First off, the caloric intake of the volunteers was a little lower than average: 1652 calories per day. According to Statistics Canada (Data source: 2004 Canadian Community Health Survey: Nutrition), the average Canadian eats between 1514 and 2894 calories per day, depending on age category and sex. If 100-mile dieters were eating on average less than their non-local counterparts, it could account for some of the weight loss that some participants experienced.
Next we look at the macronutrient ratio of the participants: 49% carbohydrates, 32% fats and 18% proteins (plus 1% alcohol). Many people do well on a similar ratio, and it definitely falls in what is conventionally considered a healthy range. Looking further into the fats profile introduces a problematic issue. The omega-3 fatty acid to omega-6 fatty acid ratio of the participants’ diet was 1:15. Optimal healthy ranges are more like 1:1 or 1:4. Although, the participants’ ratio is not any worse that the standard North American Diet, the problem is that sources of omega-3s – fish and flax – on the 100-mile diet are slim, so improving the ratio can be difficult. Local fish is available but consuming too much on the 100-mile diet could results in mercury levels that exceed recommended limits. Ground flax seed is available, but does not contain as much omega-3 as the flax oil would, which is not available locally. Of the main oils available – canola and sunflower – canola is a better choice because it does contain some omega-3’s. The choice becomes complicated because the canola oild that is available is not organic and therefore could be genetically modified. The bottom line? Ground flax seed and canola oil (in small amounts) can improve the ratio, but it is likely not possible to reach desired omega-3 to omega-6 ratio on the 100-mile diet.
Now in terms of micro-nutrients – the vitamins and minerals – the 100-mile diet overall looks very good, with a few exceptions. Vitamin E, calcium and iron were a little low in the diets analyzed. Sodium is lower than average which is a good thing and could account for some participants’ lower blood pressure. Zinc is low – possibly due to the unavailability of some sources like pumpkin seeds. One participant noticed white spots on her nails after starting the diet – a sign of zinc deficiency. Vitamin D is low, which shouldn’t be a problem in the summer, if sun exposure is a possibility. In the winter, supplementation should be considered. Vitamin B12 is low in the participants, which brings up an interesting issue. Food sources include beef, cheese, milk, egg, chicken – all animal sources. I don’t think there are any local vegetarian sources of vitamin B12, so long term, the strict 100-mile vegetarian could run into a deficiency situation.

* EXTRACTED ENTRIES *

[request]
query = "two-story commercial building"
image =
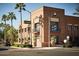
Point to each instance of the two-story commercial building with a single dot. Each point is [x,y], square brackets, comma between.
[50,26]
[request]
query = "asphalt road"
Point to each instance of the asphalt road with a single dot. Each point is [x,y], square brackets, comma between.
[40,52]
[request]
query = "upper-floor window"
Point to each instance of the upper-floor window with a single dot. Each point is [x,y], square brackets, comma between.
[75,28]
[54,26]
[25,29]
[37,27]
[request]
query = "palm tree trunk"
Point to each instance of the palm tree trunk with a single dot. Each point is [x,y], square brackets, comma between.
[21,26]
[5,33]
[11,22]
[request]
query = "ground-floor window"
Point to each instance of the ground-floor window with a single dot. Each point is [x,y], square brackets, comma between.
[54,40]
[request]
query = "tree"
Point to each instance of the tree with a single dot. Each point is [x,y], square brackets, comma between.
[21,7]
[11,17]
[76,11]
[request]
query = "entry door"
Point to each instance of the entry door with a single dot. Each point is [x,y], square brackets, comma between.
[38,43]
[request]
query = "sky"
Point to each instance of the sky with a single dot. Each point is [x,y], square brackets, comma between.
[10,7]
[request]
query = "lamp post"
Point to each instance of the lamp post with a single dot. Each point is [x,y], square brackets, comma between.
[31,25]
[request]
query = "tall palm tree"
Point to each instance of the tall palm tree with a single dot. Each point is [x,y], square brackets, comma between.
[76,11]
[5,18]
[11,17]
[21,7]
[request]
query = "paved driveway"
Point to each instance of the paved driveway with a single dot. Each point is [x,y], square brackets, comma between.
[41,52]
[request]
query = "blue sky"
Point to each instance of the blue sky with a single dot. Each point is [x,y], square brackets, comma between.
[8,7]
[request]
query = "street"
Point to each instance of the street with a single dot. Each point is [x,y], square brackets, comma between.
[40,52]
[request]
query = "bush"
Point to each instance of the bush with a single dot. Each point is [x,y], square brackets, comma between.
[29,46]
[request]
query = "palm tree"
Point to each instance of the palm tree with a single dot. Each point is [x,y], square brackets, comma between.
[5,18]
[11,16]
[77,11]
[21,7]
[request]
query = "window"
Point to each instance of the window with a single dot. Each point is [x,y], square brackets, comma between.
[75,28]
[37,27]
[54,26]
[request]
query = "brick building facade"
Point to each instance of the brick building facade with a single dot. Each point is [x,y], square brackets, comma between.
[50,26]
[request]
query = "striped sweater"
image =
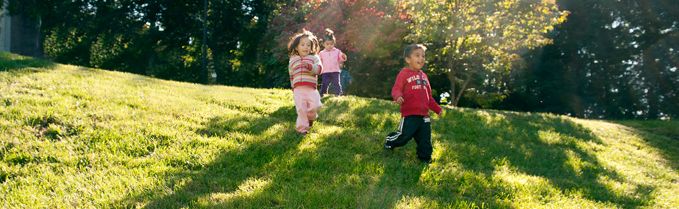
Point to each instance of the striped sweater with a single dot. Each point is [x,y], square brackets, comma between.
[301,74]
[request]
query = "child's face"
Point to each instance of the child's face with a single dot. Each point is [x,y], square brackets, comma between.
[328,44]
[304,47]
[416,59]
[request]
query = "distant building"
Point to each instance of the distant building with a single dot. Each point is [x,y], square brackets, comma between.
[19,34]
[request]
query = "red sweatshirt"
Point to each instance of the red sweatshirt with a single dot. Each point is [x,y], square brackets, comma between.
[414,87]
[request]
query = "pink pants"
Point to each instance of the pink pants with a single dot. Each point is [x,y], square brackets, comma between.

* ABOUT THIS EXERCISE *
Summarize the text on the 100-mile diet above in three sentences.

* SOLUTION *
Volunteers on the 100-mile diet ate about 1652 calories per day, a little below average, which could account for some of the weight loss that some participants experienced. Their macronutrient ratio fell within a conventionally healthy range, but their omega-3 to omega-6 ratio of 1:15 was far from the optimal 1:1 to 1:4, and because local sources of omega-3s are slim, the desired ratio is likely not reachable on the diet. Micronutrients looked very good overall, with lower sodium a benefit, but vitamin E, calcium, iron, zinc, vitamin D and vitamin B12 were low, and a strict 100-mile vegetarian could become deficient in B12 over the long term, since there may be no local vegetarian sources of it.